#### Descrizione del compito
Individua nei dati qui sotto tutte le righe che contengono la parola "coffee" e copiale.

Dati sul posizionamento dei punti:
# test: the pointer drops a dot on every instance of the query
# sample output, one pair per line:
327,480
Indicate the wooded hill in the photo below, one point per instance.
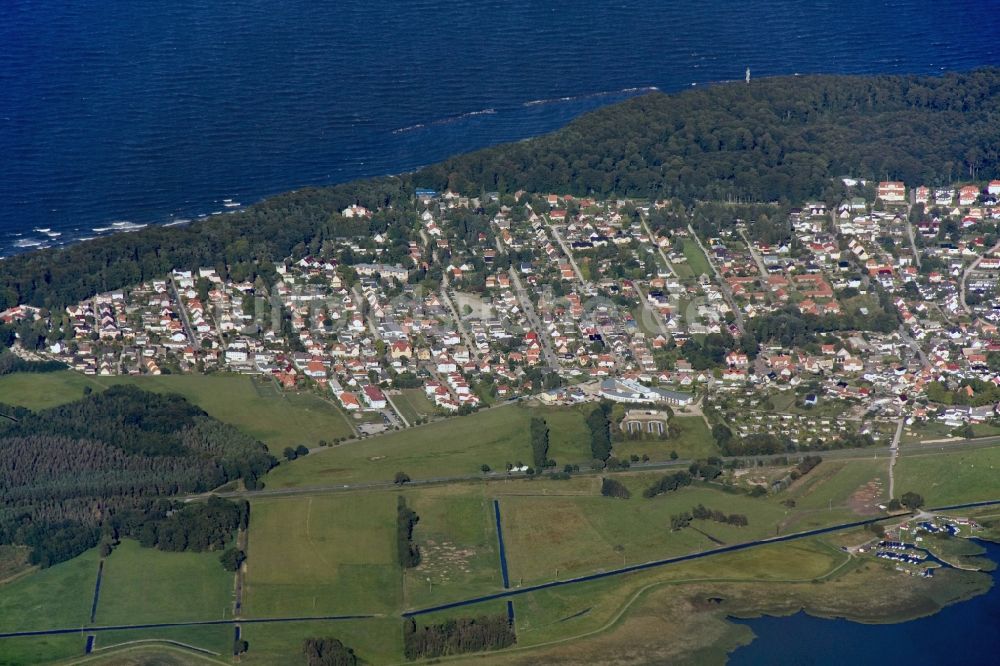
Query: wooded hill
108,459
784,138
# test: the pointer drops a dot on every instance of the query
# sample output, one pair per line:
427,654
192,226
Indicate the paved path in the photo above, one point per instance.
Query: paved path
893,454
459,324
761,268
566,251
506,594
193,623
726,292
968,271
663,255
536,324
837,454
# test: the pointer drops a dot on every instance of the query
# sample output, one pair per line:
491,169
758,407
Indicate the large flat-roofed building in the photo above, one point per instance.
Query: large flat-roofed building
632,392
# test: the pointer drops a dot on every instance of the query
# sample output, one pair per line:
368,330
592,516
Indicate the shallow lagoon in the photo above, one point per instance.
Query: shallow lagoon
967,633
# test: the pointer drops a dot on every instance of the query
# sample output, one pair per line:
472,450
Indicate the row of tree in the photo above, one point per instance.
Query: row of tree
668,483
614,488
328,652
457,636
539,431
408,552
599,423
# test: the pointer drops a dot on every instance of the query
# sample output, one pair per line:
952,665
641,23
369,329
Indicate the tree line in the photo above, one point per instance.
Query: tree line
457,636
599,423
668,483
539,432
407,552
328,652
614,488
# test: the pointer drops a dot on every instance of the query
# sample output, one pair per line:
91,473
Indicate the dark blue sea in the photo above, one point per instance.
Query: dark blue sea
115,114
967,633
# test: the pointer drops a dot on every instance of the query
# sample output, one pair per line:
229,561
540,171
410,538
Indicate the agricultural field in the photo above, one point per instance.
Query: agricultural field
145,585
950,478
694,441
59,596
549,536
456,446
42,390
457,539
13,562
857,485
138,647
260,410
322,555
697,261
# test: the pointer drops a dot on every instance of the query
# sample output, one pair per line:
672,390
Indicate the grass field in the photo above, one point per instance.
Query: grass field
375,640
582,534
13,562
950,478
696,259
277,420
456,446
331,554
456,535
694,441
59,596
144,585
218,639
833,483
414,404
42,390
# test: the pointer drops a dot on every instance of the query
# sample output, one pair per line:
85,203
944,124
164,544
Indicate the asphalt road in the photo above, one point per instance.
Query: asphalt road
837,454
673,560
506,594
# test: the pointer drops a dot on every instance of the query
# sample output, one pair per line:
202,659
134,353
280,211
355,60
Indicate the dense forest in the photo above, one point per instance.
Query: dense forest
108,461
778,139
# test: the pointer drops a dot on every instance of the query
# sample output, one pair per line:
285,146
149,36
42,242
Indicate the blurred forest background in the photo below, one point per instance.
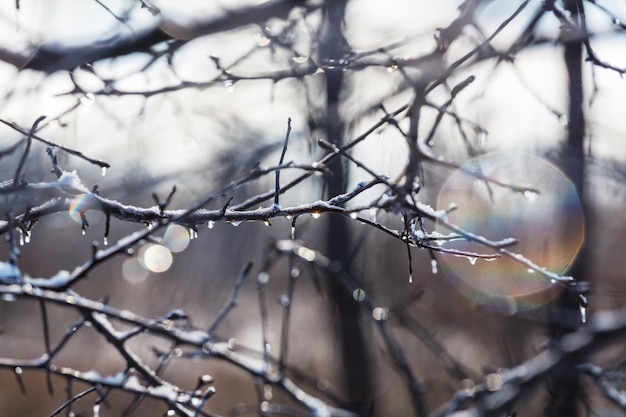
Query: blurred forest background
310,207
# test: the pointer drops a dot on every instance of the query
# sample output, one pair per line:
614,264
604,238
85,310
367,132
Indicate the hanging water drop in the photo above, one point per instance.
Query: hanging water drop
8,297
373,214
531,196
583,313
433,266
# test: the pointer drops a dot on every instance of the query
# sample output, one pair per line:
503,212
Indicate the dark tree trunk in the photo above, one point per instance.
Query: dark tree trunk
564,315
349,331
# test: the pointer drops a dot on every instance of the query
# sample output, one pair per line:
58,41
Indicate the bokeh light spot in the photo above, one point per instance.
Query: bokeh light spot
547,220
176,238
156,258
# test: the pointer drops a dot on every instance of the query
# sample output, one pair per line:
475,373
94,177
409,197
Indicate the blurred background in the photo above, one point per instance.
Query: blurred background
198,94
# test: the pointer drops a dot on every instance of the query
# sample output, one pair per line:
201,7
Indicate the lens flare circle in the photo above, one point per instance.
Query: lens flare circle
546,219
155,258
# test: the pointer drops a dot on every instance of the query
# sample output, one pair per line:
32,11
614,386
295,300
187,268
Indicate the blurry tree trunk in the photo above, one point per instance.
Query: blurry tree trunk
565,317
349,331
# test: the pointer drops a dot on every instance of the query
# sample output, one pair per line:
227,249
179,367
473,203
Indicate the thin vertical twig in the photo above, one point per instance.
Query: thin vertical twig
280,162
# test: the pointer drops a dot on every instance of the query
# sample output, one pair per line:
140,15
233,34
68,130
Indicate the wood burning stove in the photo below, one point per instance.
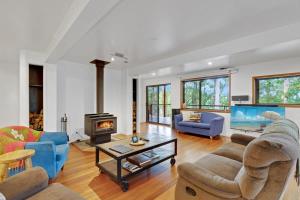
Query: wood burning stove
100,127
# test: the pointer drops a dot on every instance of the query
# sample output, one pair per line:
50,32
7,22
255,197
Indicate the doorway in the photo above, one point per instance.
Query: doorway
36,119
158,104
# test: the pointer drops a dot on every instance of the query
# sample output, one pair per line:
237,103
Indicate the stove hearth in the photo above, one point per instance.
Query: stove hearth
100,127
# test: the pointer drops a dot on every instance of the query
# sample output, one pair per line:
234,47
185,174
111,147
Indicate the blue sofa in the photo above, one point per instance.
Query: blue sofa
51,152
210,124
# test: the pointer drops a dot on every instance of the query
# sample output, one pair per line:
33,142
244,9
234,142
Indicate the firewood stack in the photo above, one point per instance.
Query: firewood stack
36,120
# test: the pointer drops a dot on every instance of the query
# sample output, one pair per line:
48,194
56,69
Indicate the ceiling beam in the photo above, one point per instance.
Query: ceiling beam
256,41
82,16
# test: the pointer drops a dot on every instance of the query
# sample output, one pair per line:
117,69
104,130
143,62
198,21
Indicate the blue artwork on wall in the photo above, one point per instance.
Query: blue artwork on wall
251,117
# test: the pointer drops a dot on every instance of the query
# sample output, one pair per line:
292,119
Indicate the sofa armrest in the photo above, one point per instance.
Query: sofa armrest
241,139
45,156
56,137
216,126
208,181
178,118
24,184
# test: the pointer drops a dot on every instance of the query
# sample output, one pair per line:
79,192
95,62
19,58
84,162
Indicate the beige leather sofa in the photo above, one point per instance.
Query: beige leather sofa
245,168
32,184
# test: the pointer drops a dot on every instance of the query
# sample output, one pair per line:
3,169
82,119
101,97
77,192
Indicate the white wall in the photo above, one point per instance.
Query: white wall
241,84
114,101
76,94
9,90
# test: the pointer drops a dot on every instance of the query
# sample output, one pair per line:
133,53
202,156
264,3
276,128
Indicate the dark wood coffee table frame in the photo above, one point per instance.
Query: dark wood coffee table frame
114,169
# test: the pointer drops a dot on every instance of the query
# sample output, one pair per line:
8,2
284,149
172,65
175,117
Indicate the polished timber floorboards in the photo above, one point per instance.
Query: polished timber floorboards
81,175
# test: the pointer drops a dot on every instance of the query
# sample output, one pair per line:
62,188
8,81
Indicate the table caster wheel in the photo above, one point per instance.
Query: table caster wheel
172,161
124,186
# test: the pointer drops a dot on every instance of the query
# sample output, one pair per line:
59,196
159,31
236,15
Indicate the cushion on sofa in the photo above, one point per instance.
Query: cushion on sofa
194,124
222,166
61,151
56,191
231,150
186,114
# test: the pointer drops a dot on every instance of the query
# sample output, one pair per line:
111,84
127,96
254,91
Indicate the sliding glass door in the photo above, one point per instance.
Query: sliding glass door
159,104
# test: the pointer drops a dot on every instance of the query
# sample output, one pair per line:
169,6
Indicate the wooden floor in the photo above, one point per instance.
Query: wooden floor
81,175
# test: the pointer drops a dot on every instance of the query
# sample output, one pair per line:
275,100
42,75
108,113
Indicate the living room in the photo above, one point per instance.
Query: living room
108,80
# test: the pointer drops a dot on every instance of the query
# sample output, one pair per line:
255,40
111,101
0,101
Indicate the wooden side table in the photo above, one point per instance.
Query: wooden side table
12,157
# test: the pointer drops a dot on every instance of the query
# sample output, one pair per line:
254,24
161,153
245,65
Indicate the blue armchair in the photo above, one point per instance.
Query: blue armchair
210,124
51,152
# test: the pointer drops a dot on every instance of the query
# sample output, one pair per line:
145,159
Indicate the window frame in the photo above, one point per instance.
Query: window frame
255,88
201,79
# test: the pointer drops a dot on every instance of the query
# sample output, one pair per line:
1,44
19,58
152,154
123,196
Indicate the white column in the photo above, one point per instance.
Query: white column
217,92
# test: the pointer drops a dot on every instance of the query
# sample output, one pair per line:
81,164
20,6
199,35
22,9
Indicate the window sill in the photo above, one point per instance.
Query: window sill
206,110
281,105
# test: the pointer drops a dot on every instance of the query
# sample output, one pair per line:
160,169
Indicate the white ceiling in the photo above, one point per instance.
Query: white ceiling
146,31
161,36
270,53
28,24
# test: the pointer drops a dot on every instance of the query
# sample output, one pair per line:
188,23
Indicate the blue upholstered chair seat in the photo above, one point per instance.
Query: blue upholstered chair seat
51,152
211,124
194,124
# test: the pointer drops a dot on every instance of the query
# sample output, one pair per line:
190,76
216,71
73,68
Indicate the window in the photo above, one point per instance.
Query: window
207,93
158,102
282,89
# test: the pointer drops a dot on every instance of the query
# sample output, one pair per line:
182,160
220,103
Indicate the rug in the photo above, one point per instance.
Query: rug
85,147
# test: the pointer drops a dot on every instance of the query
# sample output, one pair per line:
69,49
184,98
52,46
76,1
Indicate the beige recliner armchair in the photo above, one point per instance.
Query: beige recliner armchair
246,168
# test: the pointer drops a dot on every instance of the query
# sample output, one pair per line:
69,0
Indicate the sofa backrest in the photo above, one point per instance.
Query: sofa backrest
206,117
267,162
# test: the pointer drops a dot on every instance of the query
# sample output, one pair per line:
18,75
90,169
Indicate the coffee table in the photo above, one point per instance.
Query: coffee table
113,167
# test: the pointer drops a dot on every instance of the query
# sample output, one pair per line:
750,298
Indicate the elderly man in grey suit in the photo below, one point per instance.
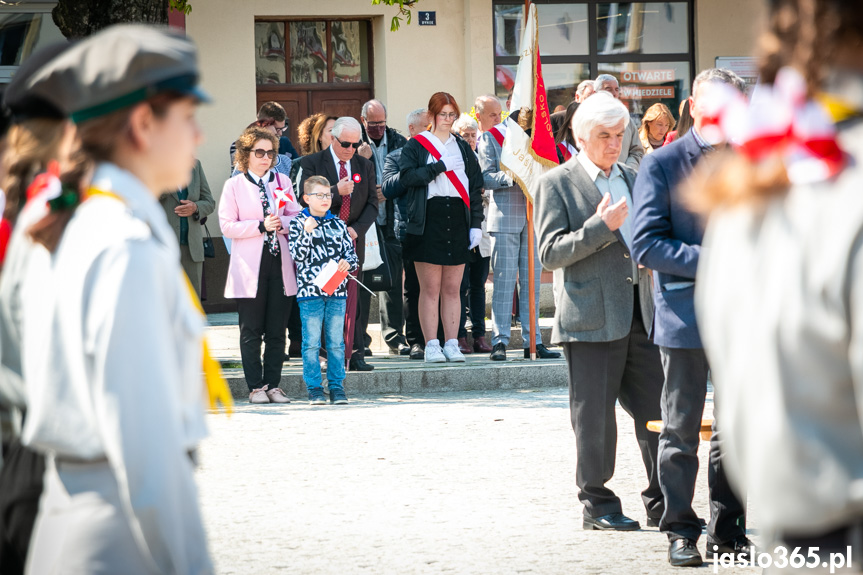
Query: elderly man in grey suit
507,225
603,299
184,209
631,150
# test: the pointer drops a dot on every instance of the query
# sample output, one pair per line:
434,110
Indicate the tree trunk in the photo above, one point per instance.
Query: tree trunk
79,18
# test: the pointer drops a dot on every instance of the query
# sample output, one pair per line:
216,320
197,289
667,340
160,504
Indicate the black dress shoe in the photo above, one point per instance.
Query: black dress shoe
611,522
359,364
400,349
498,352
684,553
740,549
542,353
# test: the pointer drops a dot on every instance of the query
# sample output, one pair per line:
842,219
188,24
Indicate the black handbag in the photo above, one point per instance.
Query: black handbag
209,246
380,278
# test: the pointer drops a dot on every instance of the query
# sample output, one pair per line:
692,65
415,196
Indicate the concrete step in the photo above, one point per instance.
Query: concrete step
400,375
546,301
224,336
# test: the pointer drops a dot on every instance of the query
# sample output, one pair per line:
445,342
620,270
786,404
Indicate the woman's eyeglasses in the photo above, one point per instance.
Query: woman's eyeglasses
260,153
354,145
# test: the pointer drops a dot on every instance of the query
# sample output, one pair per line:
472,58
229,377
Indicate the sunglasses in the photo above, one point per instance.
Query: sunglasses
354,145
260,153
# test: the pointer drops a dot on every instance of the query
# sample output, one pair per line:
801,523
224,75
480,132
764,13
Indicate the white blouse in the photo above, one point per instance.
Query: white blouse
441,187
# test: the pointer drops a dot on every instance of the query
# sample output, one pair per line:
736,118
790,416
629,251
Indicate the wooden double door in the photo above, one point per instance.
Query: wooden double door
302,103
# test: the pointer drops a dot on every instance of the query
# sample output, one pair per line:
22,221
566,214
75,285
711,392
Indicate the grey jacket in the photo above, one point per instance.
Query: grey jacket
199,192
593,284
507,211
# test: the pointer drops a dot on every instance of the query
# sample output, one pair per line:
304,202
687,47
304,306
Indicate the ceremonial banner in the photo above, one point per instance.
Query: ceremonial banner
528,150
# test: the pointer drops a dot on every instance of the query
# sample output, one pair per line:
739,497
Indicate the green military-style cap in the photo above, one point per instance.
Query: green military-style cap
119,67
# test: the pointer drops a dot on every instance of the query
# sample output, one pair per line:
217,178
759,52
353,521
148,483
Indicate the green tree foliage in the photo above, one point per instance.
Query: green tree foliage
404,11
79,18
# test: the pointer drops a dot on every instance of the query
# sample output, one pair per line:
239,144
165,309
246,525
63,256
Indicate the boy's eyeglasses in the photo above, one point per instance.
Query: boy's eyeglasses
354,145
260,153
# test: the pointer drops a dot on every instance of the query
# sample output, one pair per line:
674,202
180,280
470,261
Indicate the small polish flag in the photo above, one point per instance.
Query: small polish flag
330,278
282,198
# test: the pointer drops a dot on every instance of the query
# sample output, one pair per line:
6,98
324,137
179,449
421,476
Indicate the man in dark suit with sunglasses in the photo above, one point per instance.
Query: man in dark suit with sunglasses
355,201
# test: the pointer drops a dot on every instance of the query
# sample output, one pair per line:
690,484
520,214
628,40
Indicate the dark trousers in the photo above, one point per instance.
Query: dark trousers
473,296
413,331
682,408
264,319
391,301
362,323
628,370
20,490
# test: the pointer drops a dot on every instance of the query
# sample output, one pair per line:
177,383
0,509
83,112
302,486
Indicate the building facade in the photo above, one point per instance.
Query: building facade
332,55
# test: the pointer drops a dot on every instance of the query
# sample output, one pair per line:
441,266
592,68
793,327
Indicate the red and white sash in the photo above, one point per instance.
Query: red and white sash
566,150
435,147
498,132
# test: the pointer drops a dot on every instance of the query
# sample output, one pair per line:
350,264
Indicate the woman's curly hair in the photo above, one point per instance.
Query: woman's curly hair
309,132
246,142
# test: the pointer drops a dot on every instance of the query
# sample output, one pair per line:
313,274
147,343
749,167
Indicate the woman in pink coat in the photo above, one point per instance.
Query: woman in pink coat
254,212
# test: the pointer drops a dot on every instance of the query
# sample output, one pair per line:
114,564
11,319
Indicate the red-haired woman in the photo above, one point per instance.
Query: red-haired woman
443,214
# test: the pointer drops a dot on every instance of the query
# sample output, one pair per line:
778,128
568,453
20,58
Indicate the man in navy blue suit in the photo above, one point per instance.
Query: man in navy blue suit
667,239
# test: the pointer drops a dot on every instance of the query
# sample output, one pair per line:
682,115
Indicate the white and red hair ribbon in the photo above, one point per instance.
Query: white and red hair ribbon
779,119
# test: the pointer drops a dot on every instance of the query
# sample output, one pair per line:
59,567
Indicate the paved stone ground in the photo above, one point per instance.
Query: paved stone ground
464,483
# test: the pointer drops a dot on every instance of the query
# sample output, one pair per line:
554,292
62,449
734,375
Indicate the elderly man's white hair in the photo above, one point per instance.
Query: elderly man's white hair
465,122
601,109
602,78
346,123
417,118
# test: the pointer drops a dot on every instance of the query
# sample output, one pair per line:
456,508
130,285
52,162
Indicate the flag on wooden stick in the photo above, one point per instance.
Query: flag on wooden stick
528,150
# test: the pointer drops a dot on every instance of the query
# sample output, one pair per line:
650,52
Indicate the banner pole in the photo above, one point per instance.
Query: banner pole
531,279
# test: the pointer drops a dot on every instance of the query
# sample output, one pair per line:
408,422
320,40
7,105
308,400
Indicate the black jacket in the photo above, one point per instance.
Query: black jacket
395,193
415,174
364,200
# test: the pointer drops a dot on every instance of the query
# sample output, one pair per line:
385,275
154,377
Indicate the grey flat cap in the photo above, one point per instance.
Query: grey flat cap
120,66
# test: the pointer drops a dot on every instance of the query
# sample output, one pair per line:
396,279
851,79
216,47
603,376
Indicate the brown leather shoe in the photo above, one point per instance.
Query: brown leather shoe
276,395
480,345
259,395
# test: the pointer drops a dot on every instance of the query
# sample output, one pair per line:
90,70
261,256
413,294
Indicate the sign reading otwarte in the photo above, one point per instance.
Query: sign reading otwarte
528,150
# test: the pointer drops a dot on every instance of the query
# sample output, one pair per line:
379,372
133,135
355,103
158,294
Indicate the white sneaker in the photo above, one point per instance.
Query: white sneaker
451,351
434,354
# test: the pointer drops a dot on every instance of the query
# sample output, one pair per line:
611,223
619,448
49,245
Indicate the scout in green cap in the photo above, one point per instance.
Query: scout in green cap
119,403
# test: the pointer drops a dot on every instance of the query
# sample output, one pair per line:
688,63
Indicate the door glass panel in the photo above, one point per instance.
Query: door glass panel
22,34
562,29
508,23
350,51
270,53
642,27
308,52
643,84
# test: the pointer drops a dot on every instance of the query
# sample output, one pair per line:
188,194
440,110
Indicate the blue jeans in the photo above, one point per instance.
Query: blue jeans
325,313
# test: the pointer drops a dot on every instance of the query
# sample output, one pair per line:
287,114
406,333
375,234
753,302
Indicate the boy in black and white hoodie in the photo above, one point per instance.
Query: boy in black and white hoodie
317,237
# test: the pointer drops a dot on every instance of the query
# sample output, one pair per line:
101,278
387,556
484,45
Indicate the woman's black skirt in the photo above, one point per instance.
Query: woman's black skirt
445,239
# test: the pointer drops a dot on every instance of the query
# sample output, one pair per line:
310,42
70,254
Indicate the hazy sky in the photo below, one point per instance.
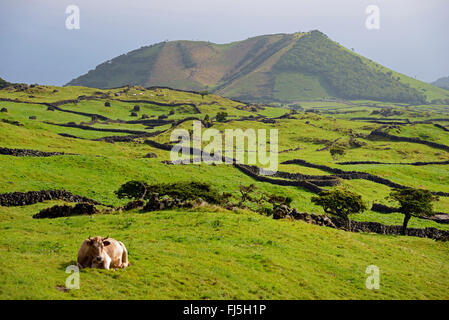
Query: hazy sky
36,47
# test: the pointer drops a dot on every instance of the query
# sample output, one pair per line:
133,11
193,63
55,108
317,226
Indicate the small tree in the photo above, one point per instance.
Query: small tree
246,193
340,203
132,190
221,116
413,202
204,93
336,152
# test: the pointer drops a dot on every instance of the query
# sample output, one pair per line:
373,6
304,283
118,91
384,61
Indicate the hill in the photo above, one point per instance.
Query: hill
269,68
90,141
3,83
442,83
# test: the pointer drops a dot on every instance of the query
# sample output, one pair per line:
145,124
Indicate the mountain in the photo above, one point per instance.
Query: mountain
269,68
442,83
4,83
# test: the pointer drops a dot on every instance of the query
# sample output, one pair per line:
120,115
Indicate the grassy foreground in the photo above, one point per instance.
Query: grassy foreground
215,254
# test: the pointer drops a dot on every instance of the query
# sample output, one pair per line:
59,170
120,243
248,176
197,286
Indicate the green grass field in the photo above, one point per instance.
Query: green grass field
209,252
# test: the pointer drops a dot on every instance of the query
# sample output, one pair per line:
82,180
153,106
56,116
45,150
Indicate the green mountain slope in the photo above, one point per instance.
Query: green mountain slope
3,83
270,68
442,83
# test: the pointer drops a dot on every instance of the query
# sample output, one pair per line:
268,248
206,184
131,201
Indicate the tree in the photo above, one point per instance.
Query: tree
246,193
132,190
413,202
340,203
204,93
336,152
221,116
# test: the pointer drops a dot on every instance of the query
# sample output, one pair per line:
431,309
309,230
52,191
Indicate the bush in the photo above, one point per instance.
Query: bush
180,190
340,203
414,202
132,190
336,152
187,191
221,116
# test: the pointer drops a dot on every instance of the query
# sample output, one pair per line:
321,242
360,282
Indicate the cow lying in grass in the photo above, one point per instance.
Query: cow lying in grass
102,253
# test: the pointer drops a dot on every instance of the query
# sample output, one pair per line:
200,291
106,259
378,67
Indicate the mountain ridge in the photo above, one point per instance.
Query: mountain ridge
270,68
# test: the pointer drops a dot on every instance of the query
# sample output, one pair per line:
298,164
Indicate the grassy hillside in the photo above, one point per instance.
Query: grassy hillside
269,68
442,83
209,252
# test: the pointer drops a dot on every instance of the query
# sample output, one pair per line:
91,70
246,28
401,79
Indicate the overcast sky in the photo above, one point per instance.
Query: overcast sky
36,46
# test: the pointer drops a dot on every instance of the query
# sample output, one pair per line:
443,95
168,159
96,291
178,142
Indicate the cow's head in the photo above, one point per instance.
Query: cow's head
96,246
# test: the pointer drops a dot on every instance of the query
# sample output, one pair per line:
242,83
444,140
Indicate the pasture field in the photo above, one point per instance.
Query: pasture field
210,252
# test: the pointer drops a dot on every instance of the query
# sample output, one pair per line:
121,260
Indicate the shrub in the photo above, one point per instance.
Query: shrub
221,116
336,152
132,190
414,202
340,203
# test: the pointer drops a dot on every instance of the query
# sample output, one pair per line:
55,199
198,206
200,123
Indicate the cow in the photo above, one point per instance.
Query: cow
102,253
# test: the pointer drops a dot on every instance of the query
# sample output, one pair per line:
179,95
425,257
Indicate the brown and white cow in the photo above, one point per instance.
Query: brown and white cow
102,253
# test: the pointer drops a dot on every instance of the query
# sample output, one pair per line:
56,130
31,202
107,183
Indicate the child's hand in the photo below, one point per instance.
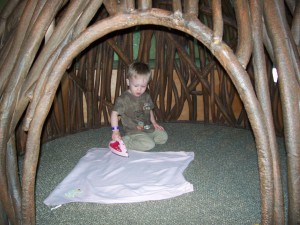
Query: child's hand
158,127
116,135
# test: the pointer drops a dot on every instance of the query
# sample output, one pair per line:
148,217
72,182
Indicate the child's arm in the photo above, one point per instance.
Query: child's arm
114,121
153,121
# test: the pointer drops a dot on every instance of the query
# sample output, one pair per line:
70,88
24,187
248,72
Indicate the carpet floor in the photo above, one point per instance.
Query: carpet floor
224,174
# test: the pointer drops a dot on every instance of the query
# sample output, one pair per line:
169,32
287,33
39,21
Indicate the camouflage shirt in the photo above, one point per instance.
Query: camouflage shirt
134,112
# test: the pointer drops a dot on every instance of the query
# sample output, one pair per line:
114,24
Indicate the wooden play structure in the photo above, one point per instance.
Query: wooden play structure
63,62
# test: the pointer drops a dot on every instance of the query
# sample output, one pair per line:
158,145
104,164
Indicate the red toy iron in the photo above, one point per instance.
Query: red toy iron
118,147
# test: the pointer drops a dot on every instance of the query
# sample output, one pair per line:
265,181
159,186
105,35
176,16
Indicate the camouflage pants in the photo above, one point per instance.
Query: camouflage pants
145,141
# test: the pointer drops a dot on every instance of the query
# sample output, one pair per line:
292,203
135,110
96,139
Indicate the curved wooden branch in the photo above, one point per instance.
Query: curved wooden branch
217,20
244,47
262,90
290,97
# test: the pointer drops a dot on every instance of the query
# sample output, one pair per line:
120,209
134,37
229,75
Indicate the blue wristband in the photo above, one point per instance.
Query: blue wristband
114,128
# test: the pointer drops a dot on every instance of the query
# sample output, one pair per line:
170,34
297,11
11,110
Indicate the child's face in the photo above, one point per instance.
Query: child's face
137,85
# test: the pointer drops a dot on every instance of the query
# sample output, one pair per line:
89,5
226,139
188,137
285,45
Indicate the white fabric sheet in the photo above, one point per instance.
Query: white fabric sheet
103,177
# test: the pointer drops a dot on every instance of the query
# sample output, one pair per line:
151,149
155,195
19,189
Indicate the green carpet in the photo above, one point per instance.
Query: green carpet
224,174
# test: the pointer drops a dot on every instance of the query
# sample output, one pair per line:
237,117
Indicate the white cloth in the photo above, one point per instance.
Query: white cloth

#### Soluzione del problema
Indicate the dark wood coffee table frame in the photo above, one point per instance.
Query: dark wood coffee table frame
Indicate the coffee table in the photo above, one point per instance.
Query: coffee table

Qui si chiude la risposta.